Often, the oppositional culture/identity created by the involuntary minority involves the incorporation of attitudes, behaviors, and speech styles that are stigmatized by the dominant group, which, of course, precludes those who adopt the manifestations of the oppositional culture from external success in the dominant culture. When immigrant minorities (voluntary minorities) acquire the language of the dominant culture, it is seen as an addition to the first language (non-oppositional primary differences). However, when nonimmigrant minorities (involuntary minorities) acquire the language of the dominant culture, it is the negation of their oppositional culture, and thus their cultural reality.

Recorded information -
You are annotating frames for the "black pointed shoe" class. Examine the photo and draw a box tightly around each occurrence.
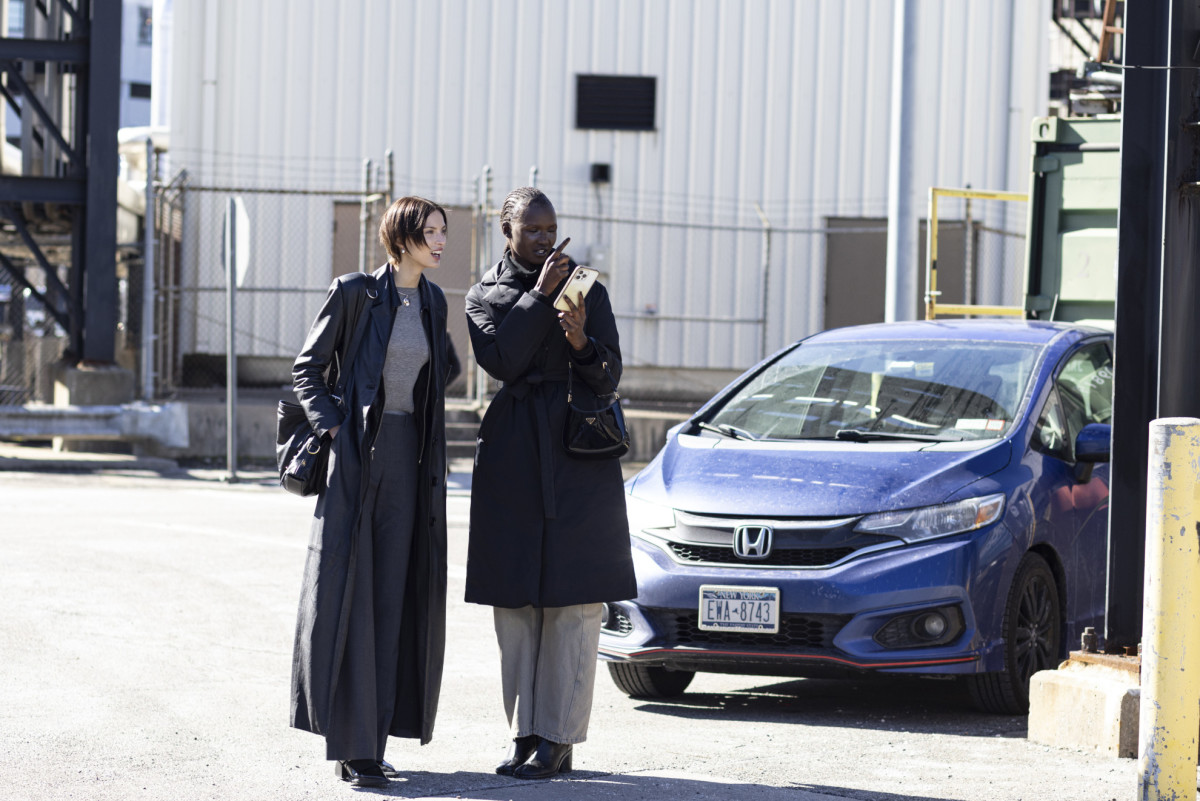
[512,739,571,778]
[335,759,388,787]
[496,734,541,776]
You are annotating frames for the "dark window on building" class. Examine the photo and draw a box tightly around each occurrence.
[138,6,154,45]
[575,76,658,131]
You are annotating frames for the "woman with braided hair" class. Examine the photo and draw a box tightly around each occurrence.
[467,187,637,778]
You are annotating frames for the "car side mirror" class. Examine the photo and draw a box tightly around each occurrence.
[1075,423,1112,483]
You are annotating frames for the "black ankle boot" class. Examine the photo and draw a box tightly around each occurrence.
[496,734,541,776]
[336,759,388,787]
[512,739,571,778]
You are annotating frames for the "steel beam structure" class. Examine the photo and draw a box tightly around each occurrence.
[0,0,121,363]
[1105,0,1200,650]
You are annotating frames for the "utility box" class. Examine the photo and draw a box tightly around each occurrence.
[1025,115,1121,327]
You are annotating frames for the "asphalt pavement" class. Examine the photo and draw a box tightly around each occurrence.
[0,445,1136,801]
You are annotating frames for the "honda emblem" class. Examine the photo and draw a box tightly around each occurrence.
[733,525,774,559]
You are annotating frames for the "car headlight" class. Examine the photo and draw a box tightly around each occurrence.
[854,493,1004,542]
[625,495,674,536]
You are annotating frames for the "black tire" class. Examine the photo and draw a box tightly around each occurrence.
[967,553,1062,715]
[608,662,696,698]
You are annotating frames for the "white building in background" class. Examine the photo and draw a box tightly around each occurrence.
[166,0,1050,369]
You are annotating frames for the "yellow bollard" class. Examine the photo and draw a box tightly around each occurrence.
[1138,417,1200,801]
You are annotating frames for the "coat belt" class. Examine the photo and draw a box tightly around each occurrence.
[504,369,566,520]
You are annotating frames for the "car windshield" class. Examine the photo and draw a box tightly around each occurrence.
[700,339,1040,441]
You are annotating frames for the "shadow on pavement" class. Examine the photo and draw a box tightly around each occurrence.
[635,676,1027,737]
[356,771,964,801]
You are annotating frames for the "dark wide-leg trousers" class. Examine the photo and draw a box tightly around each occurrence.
[325,412,418,760]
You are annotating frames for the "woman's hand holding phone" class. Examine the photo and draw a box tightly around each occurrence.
[558,288,588,350]
[534,236,571,295]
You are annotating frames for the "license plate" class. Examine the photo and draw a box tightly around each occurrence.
[700,584,779,634]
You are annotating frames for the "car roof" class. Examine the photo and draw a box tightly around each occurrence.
[804,319,1110,344]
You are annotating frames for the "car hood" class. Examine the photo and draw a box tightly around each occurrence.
[630,434,1012,517]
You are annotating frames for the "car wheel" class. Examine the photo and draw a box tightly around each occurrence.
[967,553,1062,715]
[608,662,696,698]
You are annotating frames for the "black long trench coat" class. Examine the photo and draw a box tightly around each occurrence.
[292,265,458,743]
[467,260,637,608]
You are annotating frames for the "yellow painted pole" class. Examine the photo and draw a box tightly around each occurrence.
[1138,417,1200,801]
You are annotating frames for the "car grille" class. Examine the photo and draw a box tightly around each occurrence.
[646,609,851,651]
[667,542,854,567]
[602,610,634,637]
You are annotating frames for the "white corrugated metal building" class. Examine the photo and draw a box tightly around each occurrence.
[156,0,1050,378]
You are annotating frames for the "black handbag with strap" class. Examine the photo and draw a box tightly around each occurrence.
[275,273,379,498]
[563,362,629,459]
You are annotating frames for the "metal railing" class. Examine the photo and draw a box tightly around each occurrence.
[925,187,1030,320]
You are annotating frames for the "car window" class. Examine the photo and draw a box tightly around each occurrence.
[1055,343,1112,438]
[1030,389,1073,460]
[706,339,1039,439]
[1032,343,1112,460]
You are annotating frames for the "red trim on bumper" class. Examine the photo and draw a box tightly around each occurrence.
[600,648,979,668]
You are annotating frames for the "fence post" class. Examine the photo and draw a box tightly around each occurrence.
[475,164,492,408]
[754,203,770,359]
[1138,417,1200,801]
[383,147,396,206]
[224,197,238,483]
[142,137,155,401]
[359,158,371,272]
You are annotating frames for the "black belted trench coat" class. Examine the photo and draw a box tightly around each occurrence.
[466,260,637,609]
[292,265,458,743]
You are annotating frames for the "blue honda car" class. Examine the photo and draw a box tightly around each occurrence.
[600,320,1112,713]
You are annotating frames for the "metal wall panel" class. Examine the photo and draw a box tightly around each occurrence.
[170,0,1050,368]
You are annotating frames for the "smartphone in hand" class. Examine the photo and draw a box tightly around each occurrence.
[554,266,600,312]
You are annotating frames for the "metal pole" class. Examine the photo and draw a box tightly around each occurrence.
[926,187,937,320]
[359,158,371,272]
[1138,417,1200,801]
[964,191,974,305]
[224,198,238,483]
[754,203,770,359]
[883,0,917,323]
[1104,0,1171,650]
[383,147,396,206]
[142,137,155,401]
[475,164,492,406]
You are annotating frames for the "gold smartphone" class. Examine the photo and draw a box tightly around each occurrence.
[554,266,600,312]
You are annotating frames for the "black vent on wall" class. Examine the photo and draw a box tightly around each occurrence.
[575,76,658,131]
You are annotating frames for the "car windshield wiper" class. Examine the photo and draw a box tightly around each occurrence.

Your tasks -
- 1) According to the passage on oppositional culture, what does the oppositional culture of the involuntary minority incorporate that the dominant group stigmatizes? List every one.
- 2) Reproduce a portion of the passage on oppositional culture word for word. Begin at the words "Often, the oppositional" and stop after "their cultural reality.".
The records that come after the passage on oppositional culture are a separate set of material.

Results for the exercise -
- 1) Attitudes, behaviors, and speech styles.

- 2)
Often, the oppositional culture/identity created by the involuntary minority involves the incorporation of attitudes, behaviors, and speech styles that are stigmatized by the dominant group, which, of course, precludes those who adopt the manifestations of the oppositional culture from external success in the dominant culture. When immigrant minorities (voluntary minorities) acquire the language of the dominant culture, it is seen as an addition to the first language (non-oppositional primary differences). However, when nonimmigrant minorities (involuntary minorities) acquire the language of the dominant culture, it is the negation of their oppositional culture, and thus their cultural reality.